**PROBLEM REQUIREMENTS**
Reproduce word for word the data from the line containing "the cow hind" through the end of the data, both ends included.

**THE RECORDS**

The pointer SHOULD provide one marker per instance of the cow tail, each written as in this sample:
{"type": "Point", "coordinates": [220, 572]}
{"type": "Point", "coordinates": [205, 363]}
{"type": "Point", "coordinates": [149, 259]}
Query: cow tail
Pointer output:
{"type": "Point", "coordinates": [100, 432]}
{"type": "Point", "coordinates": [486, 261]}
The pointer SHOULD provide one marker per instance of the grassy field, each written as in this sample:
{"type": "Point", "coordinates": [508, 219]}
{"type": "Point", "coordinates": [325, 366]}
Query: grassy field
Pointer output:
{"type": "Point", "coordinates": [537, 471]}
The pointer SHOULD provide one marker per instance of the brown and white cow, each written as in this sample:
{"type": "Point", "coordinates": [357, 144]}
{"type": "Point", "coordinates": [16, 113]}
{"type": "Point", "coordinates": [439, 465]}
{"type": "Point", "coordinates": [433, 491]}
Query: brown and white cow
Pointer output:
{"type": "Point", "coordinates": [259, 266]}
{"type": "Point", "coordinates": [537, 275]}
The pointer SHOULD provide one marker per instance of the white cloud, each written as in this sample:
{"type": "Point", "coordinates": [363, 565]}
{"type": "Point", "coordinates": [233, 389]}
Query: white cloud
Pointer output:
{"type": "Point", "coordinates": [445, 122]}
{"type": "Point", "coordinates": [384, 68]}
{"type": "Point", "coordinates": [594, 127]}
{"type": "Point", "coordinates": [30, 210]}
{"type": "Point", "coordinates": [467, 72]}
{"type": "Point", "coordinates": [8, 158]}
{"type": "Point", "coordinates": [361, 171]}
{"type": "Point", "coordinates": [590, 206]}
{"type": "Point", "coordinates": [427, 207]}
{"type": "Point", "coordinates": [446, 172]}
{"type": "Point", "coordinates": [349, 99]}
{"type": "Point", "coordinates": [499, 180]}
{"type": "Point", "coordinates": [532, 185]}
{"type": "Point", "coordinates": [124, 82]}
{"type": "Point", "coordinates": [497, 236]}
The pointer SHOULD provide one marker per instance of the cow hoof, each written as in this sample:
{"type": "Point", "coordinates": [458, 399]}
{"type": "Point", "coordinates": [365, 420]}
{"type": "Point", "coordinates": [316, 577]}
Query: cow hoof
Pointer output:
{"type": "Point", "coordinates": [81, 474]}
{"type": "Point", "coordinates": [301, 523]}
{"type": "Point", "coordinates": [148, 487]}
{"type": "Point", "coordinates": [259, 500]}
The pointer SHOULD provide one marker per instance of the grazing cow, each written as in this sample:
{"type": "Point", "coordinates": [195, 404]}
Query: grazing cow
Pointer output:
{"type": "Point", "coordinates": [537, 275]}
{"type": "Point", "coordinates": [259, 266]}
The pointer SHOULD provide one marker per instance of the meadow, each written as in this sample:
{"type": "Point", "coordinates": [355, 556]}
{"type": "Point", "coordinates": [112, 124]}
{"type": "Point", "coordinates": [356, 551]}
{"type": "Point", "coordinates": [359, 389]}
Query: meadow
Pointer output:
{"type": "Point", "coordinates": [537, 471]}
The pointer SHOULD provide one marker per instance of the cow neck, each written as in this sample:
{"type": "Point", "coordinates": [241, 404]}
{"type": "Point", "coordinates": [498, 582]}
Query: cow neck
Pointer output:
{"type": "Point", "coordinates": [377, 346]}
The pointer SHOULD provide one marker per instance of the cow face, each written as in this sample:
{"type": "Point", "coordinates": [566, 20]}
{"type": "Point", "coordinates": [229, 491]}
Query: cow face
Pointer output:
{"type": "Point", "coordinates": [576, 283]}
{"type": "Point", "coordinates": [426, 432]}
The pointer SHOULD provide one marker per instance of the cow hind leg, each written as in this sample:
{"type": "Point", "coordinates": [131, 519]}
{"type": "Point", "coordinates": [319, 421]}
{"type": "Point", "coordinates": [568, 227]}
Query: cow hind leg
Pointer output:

**CORRECT OUTPUT**
The pointer SHOULD provide one marker per instance of the cow hind leg, each written as in this sample:
{"type": "Point", "coordinates": [131, 519]}
{"type": "Point", "coordinates": [319, 421]}
{"type": "Point", "coordinates": [568, 227]}
Query: cow hind leg
Pointer output:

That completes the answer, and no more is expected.